WORK REQUEST: The line containing "Target: sideline yard line" marks where to begin; quote it and every line after it through the end of the data, exactly as written.

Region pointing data
_ _ _ _ _

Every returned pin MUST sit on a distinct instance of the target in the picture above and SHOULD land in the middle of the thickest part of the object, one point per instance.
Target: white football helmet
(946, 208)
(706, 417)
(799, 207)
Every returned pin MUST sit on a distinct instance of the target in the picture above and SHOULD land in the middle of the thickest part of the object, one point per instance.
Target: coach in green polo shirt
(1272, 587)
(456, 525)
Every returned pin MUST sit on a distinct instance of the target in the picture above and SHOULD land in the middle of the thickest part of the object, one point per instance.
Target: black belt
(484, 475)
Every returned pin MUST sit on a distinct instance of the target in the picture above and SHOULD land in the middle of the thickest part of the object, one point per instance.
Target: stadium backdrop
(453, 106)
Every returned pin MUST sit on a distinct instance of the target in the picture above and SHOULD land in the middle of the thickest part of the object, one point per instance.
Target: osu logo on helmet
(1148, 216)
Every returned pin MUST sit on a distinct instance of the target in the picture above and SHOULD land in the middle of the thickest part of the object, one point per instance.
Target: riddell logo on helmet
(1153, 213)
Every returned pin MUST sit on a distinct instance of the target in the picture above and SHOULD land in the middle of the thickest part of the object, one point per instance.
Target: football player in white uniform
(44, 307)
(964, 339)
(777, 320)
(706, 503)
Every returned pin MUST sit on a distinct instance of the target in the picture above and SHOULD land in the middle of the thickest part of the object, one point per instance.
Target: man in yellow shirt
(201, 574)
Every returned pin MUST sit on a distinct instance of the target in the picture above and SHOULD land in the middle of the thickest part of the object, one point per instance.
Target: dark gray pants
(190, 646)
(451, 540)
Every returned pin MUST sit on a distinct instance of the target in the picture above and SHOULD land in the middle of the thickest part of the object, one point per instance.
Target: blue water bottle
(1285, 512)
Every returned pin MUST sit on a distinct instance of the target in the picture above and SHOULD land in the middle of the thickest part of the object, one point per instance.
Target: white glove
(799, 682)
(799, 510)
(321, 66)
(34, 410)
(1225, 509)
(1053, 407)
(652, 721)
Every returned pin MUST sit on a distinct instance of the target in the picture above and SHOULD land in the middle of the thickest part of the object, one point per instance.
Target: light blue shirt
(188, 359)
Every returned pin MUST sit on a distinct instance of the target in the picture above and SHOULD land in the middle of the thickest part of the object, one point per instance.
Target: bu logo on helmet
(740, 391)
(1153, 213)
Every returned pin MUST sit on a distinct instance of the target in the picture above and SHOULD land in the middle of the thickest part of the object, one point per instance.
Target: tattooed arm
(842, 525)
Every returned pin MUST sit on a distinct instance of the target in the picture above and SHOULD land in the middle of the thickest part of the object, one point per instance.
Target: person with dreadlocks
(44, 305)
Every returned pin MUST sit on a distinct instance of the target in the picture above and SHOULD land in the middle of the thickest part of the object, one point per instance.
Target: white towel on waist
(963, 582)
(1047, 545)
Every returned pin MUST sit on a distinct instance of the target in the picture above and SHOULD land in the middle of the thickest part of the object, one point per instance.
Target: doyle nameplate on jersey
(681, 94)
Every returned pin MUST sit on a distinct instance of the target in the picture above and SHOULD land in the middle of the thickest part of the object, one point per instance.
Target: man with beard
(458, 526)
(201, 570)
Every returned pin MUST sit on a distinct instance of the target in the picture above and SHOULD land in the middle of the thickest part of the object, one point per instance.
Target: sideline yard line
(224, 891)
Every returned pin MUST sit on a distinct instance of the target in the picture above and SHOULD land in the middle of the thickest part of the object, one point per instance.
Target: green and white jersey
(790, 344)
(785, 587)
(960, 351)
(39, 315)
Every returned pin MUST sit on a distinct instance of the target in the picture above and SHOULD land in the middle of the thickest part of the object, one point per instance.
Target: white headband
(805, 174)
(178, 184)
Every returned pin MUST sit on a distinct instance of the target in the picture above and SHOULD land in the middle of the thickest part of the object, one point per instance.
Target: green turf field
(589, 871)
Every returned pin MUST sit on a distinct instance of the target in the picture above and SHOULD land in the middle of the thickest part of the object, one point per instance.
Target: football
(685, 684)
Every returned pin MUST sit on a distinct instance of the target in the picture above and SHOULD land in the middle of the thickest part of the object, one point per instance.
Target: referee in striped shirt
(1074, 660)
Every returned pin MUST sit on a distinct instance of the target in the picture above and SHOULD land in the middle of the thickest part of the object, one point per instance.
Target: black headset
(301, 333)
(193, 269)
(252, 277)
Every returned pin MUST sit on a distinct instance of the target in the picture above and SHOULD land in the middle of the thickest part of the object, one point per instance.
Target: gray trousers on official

_ _ _ _ _

RESULT BELOW:
Target: sideline yard line
(224, 891)
Every returned pin MUST sit on a distinct instance of the target in the picture above and SHOULD land in the middle of the thickest part of the object, one point per instance.
Target: green and white jersey
(790, 344)
(785, 587)
(960, 351)
(39, 315)
Every returned pin MUST sit on a distinct instance of the target in the picture above and SHOULD land in the middle of the thickest part of the object, one point per instance.
Target: white headband
(805, 174)
(178, 184)
Every returned pin MUST sit on a distinct instance of the target in the picture above and SHOULD land in the middle of the thickest part of the object, one point per instance.
Target: green turf field
(589, 871)
Every returned pin MUST sit on a distinct instance of the target in the picture above and SHOULD land in the middle of the thickest part of the object, one point per instance.
Target: football
(685, 684)
Every returned pin MUST sit on a distinct instance of the target in the picture above and SHOULD land in the middle of the thickest part of the object, one point per instance.
Target: referee in striped shirt
(1074, 660)
Every returned pin MUST sit on a distinct instance of the target in the picture above and SHOULD land in the middle of the thickest part of the object, one point per instance.
Target: black headset
(301, 333)
(193, 269)
(252, 277)
Every returned pin MUST sit on a distinct instance of the target in the picture above and SHOULD land in the middle of the thickest part of the object, one point per instance.
Target: gray trousers on official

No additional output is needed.